*ACTIVITY 1*
In the story about the website launch, what happened to the average number of queries per page load once the system was enabled?
*ACTIVITY 2*
Pick up the story about the website launch after its final line and keep it going.

So we were a team of consultants working on this elephant-traffic website. There were a couple of systems for managing content on a more modular level, the "best" being one dubbed MF, a spaghettified monstrosity that the 2 people who joined before me had developed.
We were about to launch that shit into production, so I was watching their AWS account, being the only dev who had operational experience (and not afraid to wipe out that macos piece of shit and dev on a real os).
Anyhow, we enable the thing, and the average number of queries per page load instantly jumps from ~30 (even vanilla WP is horrible) to 1000+. Instances are overloaded and the ASG group goes up from 4 to 22. That just moves the problem elsewhere as now the database server is overwhelmed.
Me: we have to enable database caching for this thing *NOW*
Shitty authors of the monstrosity (SAM): no, our code cannot be responsible for that, it's the platform that can't handle the transition.
Me: we literally flipped a single switch here and look at the jump in all these graphs.
SAM: nono, it's fine, just add more instances
Me: ARE YOU FUCKIN SERIOUS?

*COLLECTED DATA*

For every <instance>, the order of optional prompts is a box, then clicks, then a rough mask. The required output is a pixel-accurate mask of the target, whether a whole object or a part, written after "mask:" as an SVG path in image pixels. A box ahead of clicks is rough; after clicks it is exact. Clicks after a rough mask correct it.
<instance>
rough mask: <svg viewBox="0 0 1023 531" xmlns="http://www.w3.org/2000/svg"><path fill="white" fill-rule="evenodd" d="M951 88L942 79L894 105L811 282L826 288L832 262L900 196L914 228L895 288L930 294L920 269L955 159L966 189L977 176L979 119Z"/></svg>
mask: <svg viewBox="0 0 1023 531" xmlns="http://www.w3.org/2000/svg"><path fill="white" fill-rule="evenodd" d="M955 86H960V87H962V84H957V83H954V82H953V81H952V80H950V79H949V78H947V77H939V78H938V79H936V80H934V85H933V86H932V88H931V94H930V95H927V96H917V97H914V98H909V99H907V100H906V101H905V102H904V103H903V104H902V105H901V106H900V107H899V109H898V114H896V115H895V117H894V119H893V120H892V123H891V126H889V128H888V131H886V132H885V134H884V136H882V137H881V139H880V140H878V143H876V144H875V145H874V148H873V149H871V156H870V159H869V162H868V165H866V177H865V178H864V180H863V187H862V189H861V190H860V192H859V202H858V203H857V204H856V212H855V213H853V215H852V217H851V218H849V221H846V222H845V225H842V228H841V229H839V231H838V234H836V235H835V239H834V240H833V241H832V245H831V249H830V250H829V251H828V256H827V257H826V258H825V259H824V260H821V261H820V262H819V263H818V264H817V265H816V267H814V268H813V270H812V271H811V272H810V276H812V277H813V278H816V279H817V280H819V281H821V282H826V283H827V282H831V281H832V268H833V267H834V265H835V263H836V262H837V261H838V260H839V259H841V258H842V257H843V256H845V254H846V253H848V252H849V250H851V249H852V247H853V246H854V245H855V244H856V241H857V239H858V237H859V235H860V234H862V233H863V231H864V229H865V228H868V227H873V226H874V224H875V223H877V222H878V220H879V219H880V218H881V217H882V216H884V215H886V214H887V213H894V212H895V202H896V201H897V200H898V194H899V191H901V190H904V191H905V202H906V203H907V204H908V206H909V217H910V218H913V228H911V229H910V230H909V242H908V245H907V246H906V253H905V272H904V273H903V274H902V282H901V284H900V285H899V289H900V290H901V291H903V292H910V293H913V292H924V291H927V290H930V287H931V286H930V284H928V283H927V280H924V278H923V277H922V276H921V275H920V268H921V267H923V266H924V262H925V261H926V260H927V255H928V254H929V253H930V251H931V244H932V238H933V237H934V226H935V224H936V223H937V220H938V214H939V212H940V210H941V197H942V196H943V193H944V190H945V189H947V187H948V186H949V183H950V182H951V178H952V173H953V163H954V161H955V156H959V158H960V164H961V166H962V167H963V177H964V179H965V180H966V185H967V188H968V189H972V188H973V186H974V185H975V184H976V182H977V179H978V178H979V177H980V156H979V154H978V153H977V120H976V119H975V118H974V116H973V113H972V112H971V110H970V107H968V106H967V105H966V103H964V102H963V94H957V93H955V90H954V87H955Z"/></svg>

*ANSWER AREA 1*
It jumped from about 30 to more than 1,000.

*ANSWER AREA 2*
Me: - goes and enables database caching without any approvals to do so, explaining to mgmt. that failure to do so would impair business revenue due to huge loading times, so they have to live with some data staleness -
SAM: Noooo, we'll show you it's not our code.
SAM: - pushes a new release of the monstrosity that makes DB queries go above 2k / page load -
...
Tho on the bright side, from that point on I focused exclusively on performance, was building a nice fragment caching framework which made the site fly regardless of what shitty code was powering it, tuned the stack to no end and learned a ton of stuff in the process which allowed me to graduate from the tar pit of WP development.